We firstly explored our scraped with Rteeet. Then, by using R, we generated a dataset with all the tweets scraped.

Let's generate the co-occurrence network in Python to explore the central hashtags. In this case, we will focus on the direct connection of the #blacklivesmatter hashtag and the direct connection of the connections. Hence, we will have a connected graph.

The choice of focusing on the *#blacklivesmatter* hashtag is based on the fact that this slogan is representing the social struggle for the emancipation of black people in the whole wester context, and it's interesting, by analyzing the related hashtags, the features of the communication flow related to this socio-political reality.

First of all, we load all the necessary packages and our data:

In [None]:
#Loading our packages
import numpy as np
import pandas as pd
import matplotlib.pyplot as plt
import os
import pickle
import itertools
import igraph as ig
from igraph import Graph
import requests
import httpimport
import urllib.request
import networkx as nx
from pyvis.network import Network

In [None]:
#Readiing
df = pd.read_csv("blm_dataset.csv")

· · ·

### STATED EXERCISE A
Return the part of the hashtag network notebook above that opens with the words containing "We firstly explored" and closes with "a connected graph.", copied word for word.
### STATED EXERCISE B
Answer these questions using the hashtag network notebook above.
(i) Which hashtag's direct connections will the co-occurrence network focus on?
(ii) Which language was used to generate the dataset of all the scraped tweets?
(iii) What is the name of the file that is read into df?
### STATED EXERCISE C
Extend the hashtag network notebook above by writing what comes next after its final line.

### SOURCE EXCERPT

· · ·

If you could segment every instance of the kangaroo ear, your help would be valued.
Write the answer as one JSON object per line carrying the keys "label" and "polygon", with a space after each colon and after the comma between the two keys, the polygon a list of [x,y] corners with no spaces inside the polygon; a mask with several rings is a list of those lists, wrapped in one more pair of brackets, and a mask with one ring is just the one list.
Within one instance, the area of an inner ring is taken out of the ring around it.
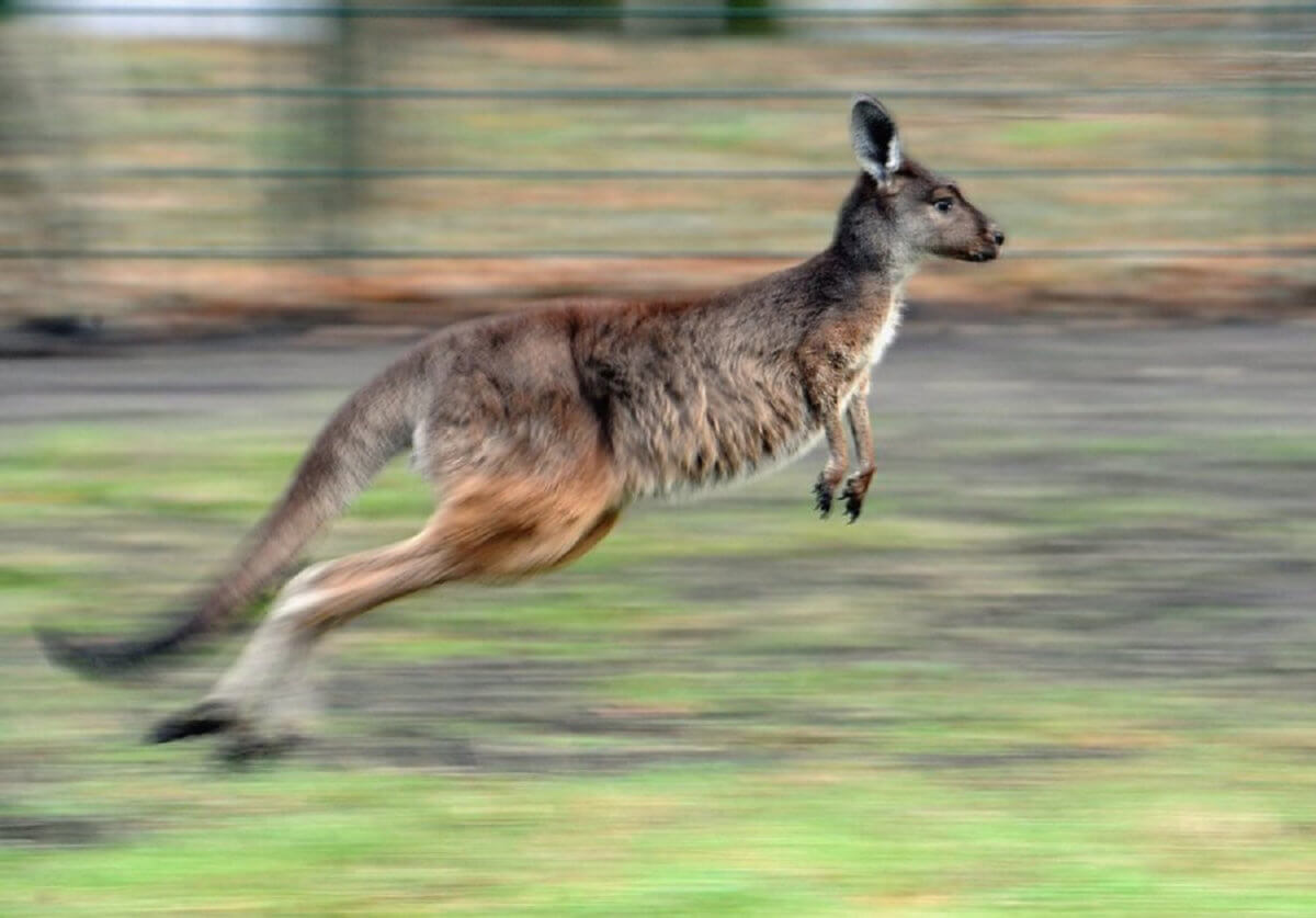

· · ·

### EXERCISE OUTPUT A
We firstly explored our scraped with Rteeet. Then, by using R, we generated a dataset with all the tweets scraped.

Let's generate the co-occurrence network in Python to explore the central hashtags. In this case, we will focus on the direct connection of the #blacklivesmatter hashtag and the direct connection of the connections. Hence, we will have a connected graph.

### EXERCISE OUTPUT B
(i) #blacklivesmatter
(ii) R
(iii) blm_dataset.csv

### EXERCISE OUTPUT C
Now let's generate the co-occurrence hashtag matrix:

In [None]:
#Putting the hashtag occurring in each tweet containing the #blacklivesmatter hashtag
hs = set()
for x in df.text:
    x = x.lower()
    y = x.split()
    listx = []
    if not "#blacklivesmatter" in y:
        continue
    for el in y:
        if el.startswith("#") and el not in listx:
            listx.append(el)
            hs.add(el)


In [None]:
#Putting all the hashtags-per-tweet into a list
docs = []
for x in df.text:
    x = x.lower()
    y = x.split()
    listx = []
    for el in y:
        if el.startswith("#") and el not in listx:
            listx.append(el)
    if len(listx)>0:
        docs.append(listx)

In [None]:
#Generating all the co-occurring hashtag couples (edges) in a list of tuples
edgeslist = []
for i in range(len(docs)):
    edgeslist.extend(list(itertools.combinations(docs[i],2)))
    
#deleting nodes that cannot reach the #blachlivesmatter hashtag
edgeslist = [(x,y) for (x,y) in edgeslist if (x in hs or y in hs)]

In [None]:
#Creating a dictionary that map, for each hashtag co-occurrence couple, the number of tweets in which 2 hashtag co-occur
ret = {}
for el in edgeslist:
    sel = tuple(sorted(el))
    if sel in ret:
        ret[sel]+=1
    else:
        ret[sel]=1

In [None]:
#Generating a list of edges with the associated weight per edge, as a list of tuples
weightededges = []
for el in ret:
    weightededges.append((el[0],el[1],ret[el]))

We have our list of edges. The edges are "weighted" according to the frequency with whom they co-occur (i.e., the number of tweets in which they co-occur). This allows us to generate a weighted graph:

In [None]:
#Generating the co-occurrence graph
G = nx.Graph()
G.add_weighted_edges_from(weightededges)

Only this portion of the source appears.